What you will do
**A)** Translate this sentence from the passage about the Goodall film into Spanish: "The movie even played, with a live orchestra performing the rousing Philip Glass score, for a huge audience at the Hollywood Bowl."
**B)** Pick up the passage about the Goodall film after its last sentence and keep writing it.

Document text
+---+

The final results are magical and empowering for women. The film slayed audiences at September’s Toronto Film Festival with a long standing ovation; they ate up the yin and yang Q&A dynamics of tough octogenarian British conservation activist Goodall staying on message and weepy long-haired hipster Morgen, the obsessive Hollywood perfectionist, trying to pull her out of her groove. “There hasn’t been another film that has taken me back to who I was then in the way this film does.” she said. “It’s totally brilliant.” But, she continued, “you were a crybaby.”

The movie even played, with a live orchestra performing the rousing Philip Glass score, for a huge audience at the Hollywood Bowl.

But many in the industry give credit for the movie to cinematographer van Lawick. “There is bias against all Archival,” wrote one AMPAS branch member in an email. “And maybe a little wanting to support underdogs and their towering achievements.”

+---+

Dataset rows

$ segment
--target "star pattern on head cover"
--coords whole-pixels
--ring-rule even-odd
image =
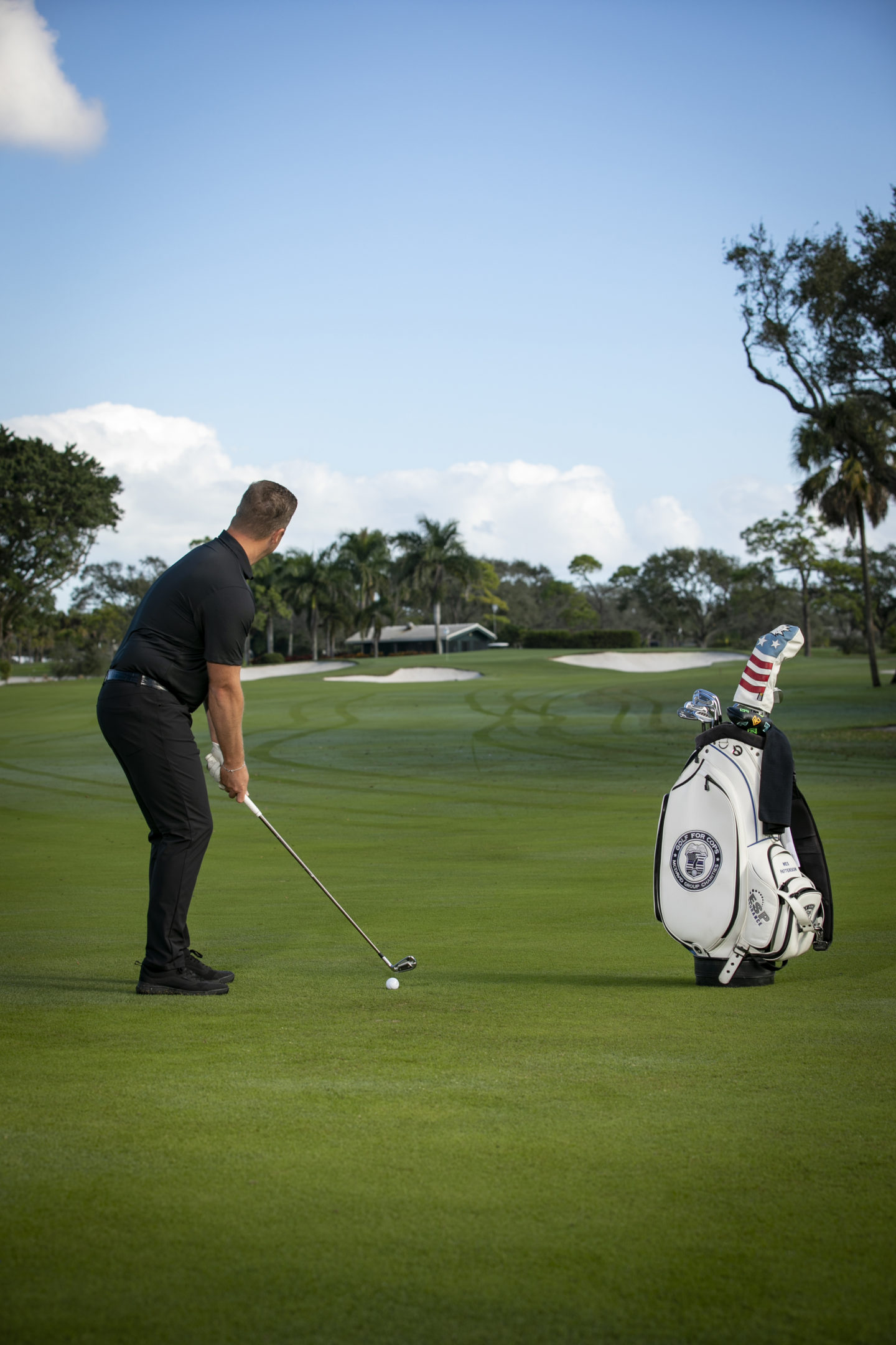
[[[775,658],[776,651],[790,644],[795,633],[795,625],[779,625],[776,631],[770,631],[768,635],[763,635],[763,638],[756,642],[756,648],[762,650],[763,654],[771,654],[772,658]],[[776,635],[780,635],[782,639],[772,639],[772,636]]]

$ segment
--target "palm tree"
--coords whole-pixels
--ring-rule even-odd
[[[326,604],[330,596],[330,565],[334,550],[336,543],[325,546],[317,554],[313,551],[287,551],[279,581],[283,599],[290,603],[294,611],[305,612],[314,662],[317,662],[317,633],[321,605]]]
[[[355,612],[361,638],[373,621],[373,658],[379,654],[383,617],[392,615],[388,601],[390,542],[379,529],[341,533],[339,558],[355,590]],[[388,609],[388,611],[387,611]]]
[[[255,561],[249,586],[255,599],[255,625],[265,628],[266,648],[274,652],[274,617],[289,616],[290,609],[281,592],[286,562],[281,555],[265,555]]]
[[[459,535],[459,525],[451,518],[447,523],[420,514],[419,533],[399,533],[395,545],[399,547],[399,573],[420,594],[424,594],[435,625],[435,652],[442,652],[442,599],[449,578],[469,582],[476,577],[477,562],[469,554]]]
[[[799,487],[801,502],[817,504],[833,527],[848,527],[852,537],[858,533],[872,686],[880,686],[880,674],[865,521],[877,527],[896,494],[895,436],[896,416],[877,399],[858,397],[829,406],[823,421],[807,420],[794,433],[794,461],[809,472]]]

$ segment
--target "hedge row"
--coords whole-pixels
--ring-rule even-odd
[[[637,650],[638,631],[524,631],[524,650]]]

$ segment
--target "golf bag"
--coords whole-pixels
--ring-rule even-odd
[[[656,917],[693,954],[699,985],[768,985],[776,963],[830,946],[825,851],[790,744],[771,722],[759,733],[716,722],[697,736],[662,800],[653,892]]]

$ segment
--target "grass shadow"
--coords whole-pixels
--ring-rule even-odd
[[[38,993],[46,993],[52,990],[60,991],[89,991],[90,994],[99,995],[124,995],[133,994],[134,986],[137,985],[137,972],[134,976],[77,976],[70,974],[52,972],[3,972],[0,976],[0,997],[3,997],[4,990],[31,990]]]
[[[591,987],[634,987],[668,990],[688,989],[693,979],[688,976],[639,976],[626,972],[592,971],[454,971],[427,972],[427,978],[438,981],[469,981],[492,986],[591,986]]]

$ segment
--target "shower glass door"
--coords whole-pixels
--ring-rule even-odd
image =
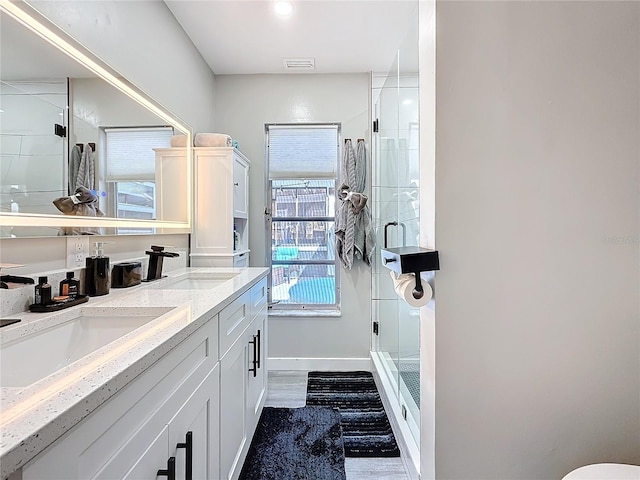
[[[372,105],[378,122],[374,133],[373,222],[378,249],[419,245],[419,109],[418,24],[386,75],[372,77]],[[373,350],[393,384],[402,416],[420,445],[420,313],[393,290],[390,270],[380,252],[373,268]]]
[[[404,53],[407,54],[406,52]],[[419,245],[418,76],[402,67],[400,50],[391,71],[374,78],[373,105],[378,119],[372,194],[378,246]],[[419,310],[400,301],[390,270],[376,252],[373,312],[378,324],[374,350],[393,380],[394,395],[406,412],[416,443],[420,439]]]

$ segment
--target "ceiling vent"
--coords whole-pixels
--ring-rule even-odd
[[[282,65],[288,72],[303,72],[316,69],[315,58],[283,58]]]

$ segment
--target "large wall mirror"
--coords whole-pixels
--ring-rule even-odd
[[[0,238],[189,231],[189,127],[27,4],[0,40]]]

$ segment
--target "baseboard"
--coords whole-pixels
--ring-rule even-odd
[[[402,453],[402,460],[404,461],[409,478],[411,480],[419,480],[420,447],[416,445],[411,431],[406,424],[406,420],[402,418],[402,411],[397,399],[395,397],[393,399],[389,397],[388,392],[394,387],[387,378],[381,361],[375,355],[374,352],[371,352],[372,372],[373,378],[378,385],[382,404],[387,412],[387,417],[389,417],[389,422],[391,422],[391,428],[396,436],[396,442]]]
[[[350,371],[363,370],[370,372],[372,369],[370,358],[290,358],[269,357],[267,362],[269,370],[336,370]]]

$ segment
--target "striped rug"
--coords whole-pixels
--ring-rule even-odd
[[[338,407],[346,457],[398,457],[371,372],[309,372],[307,405]]]

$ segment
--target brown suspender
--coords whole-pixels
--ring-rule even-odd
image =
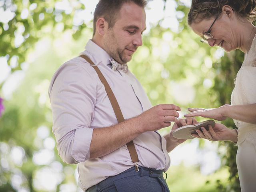
[[[115,97],[110,87],[108,84],[108,82],[104,77],[104,76],[100,69],[97,66],[96,66],[96,65],[95,65],[93,62],[92,62],[92,60],[91,60],[87,56],[84,55],[81,55],[80,56],[85,59],[88,62],[89,62],[89,63],[90,64],[91,66],[93,67],[95,71],[96,71],[96,72],[98,74],[98,75],[99,76],[100,79],[103,85],[104,85],[105,90],[106,90],[106,92],[107,92],[107,94],[108,95],[108,97],[112,107],[113,107],[114,111],[115,112],[118,122],[120,123],[121,122],[124,121],[124,118],[123,114],[122,113],[120,107],[119,107],[119,105],[118,105],[118,103],[116,100],[116,97]],[[139,158],[138,157],[138,154],[136,152],[135,147],[134,146],[134,145],[132,140],[131,140],[128,143],[126,144],[126,145],[127,146],[129,152],[130,153],[130,154],[131,156],[132,161],[132,162],[133,164],[134,165],[135,170],[136,172],[138,172],[139,171]]]

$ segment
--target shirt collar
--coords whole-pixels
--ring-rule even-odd
[[[85,46],[85,50],[81,54],[88,56],[96,65],[100,63],[106,65],[110,63],[110,56],[108,53],[90,39]]]

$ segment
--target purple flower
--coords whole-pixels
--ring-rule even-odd
[[[4,110],[4,106],[3,104],[4,100],[0,97],[0,117],[2,116],[2,113]]]

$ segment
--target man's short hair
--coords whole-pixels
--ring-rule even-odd
[[[144,8],[147,0],[100,0],[96,6],[93,18],[93,36],[96,31],[96,22],[100,17],[103,17],[108,24],[109,28],[114,25],[122,5],[126,3],[133,2]]]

+---+

Answer list
**A)** La película incluso se proyectó, con una orquesta en vivo que interpretaba la vibrante partitura de Philip Glass, ante un público enorme en el Hollywood Bowl.

**B)**
Finally, some documentary filmmakers thought the movie was more a triumph of editing by Joe Beshenkovsky and Will Znidaric than something “created” by Morgen (who also earned an editing credit). Maybe he was a tad too confident and the movie too well-hyped for their taste. And NatGeo’s free-spending promotion on the movie may have backfired with persnickety Oscar voters. The branch also got wind of Gerber’s initial detailed pitch, which was emailed around.

The movie scored at New York, London and other fall festivals before opening in theaters on October 20 via Abramorama and grossing $1.7 million — not bad for a documentary. NatGeo aired the film on March 12, a week after the Academy Awards.

“If our goal in life is to make the world a little bit better than we found it,” Morgen said, “then Jane has done that.”